--- BEGIN DATASET ---

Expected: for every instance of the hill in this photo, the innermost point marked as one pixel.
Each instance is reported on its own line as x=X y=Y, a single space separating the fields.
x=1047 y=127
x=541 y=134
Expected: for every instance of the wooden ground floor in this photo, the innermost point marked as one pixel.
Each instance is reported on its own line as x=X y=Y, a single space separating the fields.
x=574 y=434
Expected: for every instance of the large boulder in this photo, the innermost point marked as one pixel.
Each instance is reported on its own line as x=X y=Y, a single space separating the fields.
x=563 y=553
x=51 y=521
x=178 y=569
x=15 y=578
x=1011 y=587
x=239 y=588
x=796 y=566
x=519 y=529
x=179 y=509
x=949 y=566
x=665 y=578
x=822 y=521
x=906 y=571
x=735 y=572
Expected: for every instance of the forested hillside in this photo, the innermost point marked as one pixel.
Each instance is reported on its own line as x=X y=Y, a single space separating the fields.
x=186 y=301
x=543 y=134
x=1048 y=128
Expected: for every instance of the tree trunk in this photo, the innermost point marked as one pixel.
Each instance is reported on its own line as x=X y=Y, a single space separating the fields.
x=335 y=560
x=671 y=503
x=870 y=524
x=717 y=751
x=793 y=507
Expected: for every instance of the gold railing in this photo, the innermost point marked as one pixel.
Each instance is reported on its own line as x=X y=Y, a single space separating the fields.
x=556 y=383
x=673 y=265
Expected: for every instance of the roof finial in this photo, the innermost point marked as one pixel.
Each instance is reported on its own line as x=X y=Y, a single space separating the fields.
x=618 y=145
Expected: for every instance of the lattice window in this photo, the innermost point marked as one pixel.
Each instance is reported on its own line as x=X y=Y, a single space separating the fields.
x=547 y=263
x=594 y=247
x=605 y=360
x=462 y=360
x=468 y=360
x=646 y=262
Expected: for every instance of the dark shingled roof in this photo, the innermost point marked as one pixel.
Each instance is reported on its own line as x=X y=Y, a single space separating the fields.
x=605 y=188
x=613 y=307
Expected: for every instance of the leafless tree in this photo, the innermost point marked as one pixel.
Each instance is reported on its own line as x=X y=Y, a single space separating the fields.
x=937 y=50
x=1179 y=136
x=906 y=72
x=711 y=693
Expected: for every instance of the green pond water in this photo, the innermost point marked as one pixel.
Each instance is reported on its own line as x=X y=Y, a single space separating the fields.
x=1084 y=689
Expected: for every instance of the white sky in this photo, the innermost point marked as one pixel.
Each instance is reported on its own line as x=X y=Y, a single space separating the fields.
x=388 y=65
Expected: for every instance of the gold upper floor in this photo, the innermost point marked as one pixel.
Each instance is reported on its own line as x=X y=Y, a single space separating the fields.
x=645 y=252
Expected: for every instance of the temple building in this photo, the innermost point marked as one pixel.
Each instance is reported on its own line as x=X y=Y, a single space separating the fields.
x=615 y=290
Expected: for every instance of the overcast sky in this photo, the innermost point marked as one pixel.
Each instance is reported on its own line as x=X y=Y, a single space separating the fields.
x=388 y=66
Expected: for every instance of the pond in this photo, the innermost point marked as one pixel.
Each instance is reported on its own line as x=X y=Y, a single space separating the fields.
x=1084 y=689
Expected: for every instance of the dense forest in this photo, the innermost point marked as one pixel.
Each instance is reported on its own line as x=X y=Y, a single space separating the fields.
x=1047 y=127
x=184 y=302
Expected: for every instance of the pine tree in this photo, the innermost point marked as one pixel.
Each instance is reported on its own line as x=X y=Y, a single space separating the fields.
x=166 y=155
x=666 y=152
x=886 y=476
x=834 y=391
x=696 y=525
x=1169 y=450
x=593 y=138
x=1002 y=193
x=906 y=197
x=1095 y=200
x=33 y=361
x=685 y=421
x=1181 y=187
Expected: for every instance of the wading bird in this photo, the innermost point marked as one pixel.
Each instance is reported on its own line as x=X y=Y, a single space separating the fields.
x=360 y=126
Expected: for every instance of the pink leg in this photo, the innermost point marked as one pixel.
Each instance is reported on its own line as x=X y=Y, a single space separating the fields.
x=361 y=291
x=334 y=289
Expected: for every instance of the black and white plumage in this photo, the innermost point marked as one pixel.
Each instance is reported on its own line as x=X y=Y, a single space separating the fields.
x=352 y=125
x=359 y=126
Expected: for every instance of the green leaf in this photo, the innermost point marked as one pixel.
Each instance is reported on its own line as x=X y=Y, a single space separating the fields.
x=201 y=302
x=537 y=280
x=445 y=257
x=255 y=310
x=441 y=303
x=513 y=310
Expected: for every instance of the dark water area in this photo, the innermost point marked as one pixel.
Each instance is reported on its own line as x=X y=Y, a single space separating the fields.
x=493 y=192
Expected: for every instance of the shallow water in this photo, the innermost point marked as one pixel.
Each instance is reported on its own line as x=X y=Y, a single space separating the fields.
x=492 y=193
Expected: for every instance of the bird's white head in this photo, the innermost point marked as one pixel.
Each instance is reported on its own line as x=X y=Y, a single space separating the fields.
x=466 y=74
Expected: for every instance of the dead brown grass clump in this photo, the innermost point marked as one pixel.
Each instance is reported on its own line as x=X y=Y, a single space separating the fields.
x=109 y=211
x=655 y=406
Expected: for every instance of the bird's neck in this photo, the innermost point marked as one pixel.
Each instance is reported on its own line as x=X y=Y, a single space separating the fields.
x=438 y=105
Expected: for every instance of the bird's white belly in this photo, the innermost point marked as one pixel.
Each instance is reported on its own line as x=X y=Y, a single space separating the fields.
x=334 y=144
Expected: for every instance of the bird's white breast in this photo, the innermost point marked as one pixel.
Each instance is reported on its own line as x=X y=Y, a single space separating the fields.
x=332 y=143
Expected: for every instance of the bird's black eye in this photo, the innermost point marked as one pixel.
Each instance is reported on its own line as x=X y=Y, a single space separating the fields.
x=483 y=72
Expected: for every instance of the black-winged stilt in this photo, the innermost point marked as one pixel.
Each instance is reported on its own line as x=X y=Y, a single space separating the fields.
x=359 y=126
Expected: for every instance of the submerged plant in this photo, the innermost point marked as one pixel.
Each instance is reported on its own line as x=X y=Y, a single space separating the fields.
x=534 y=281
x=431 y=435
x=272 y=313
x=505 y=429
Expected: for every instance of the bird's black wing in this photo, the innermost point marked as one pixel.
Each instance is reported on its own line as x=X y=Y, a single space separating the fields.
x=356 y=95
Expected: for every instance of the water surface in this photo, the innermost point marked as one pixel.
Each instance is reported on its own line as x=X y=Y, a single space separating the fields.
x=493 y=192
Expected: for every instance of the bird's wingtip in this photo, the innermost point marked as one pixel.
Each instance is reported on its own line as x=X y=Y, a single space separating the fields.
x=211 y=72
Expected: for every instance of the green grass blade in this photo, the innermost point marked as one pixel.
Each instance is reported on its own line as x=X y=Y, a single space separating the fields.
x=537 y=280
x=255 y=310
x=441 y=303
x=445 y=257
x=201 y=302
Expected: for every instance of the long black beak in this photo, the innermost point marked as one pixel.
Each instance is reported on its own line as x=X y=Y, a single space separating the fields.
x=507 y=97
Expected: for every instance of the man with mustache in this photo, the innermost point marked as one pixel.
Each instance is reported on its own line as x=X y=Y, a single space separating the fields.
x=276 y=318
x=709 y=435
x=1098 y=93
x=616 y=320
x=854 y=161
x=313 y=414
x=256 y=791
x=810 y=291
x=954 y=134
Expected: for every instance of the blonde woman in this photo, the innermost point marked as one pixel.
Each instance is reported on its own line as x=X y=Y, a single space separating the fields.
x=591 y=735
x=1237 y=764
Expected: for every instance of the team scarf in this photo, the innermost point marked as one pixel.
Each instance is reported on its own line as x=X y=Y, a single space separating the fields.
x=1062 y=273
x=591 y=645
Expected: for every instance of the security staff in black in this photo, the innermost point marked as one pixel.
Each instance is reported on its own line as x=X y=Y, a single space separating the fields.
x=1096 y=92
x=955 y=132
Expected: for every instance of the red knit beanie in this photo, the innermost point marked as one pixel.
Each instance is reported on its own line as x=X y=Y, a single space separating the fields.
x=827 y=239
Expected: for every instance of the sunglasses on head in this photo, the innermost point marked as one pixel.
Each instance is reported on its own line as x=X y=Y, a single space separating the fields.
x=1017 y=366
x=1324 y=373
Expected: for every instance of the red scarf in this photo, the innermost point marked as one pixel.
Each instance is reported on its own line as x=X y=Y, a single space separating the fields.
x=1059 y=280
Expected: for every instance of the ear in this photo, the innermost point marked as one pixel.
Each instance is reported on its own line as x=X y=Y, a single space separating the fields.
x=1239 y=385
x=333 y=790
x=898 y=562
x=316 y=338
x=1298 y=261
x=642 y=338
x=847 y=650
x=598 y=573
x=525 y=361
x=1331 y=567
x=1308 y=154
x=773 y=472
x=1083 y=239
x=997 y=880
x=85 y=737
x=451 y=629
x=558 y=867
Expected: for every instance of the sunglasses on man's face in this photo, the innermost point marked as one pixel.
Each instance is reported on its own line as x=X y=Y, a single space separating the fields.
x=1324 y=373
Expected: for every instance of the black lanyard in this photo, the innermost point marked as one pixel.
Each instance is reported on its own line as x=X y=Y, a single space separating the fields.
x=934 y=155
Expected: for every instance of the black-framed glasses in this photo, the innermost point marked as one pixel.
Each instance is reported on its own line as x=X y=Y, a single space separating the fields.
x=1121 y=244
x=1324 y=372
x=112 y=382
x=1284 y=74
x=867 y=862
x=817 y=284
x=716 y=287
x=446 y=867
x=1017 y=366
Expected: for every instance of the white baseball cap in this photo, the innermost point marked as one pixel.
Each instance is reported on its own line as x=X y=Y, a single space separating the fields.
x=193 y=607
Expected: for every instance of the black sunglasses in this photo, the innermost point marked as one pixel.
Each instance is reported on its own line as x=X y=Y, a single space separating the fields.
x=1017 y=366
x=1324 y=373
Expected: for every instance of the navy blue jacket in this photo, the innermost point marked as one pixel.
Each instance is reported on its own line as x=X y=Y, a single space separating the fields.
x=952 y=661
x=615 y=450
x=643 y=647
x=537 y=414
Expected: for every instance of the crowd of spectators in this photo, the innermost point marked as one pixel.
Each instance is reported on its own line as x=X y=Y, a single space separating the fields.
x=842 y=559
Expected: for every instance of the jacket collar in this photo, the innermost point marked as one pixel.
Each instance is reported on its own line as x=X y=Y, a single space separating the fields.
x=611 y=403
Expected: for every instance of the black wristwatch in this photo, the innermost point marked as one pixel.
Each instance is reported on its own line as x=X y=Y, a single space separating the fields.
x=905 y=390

--- END DATASET ---

WHAT TO PRODUCE – Write out the lines of the records exactly, starting with the line that contains "Expected: for every instance of the dark water" and continuing down to the line that contains "x=655 y=406", including both of those lines.

FULL RESPONSE –
Expected: for every instance of the dark water area in this photo, the innermost point marked as one pixel.
Each instance is reported on its own line as x=X y=Y, a single space separating the fields.
x=493 y=192
Expected: for every instance of the shallow water in this photo, the innermost point marked as one pixel.
Each instance is reported on its own line as x=X y=Y, a single space separating the fields.
x=492 y=193
Expected: for every instance of the bird's white head in this photo, the innermost point marked as one pixel.
Each instance is reported on its own line as x=X y=Y, a single space separating the fields.
x=466 y=74
Expected: for every instance of the dead brown grass clump in this photo, the innermost point marked as one pixel.
Each instance is reported on its own line as x=X y=Y, a single space separating the fields.
x=109 y=211
x=655 y=406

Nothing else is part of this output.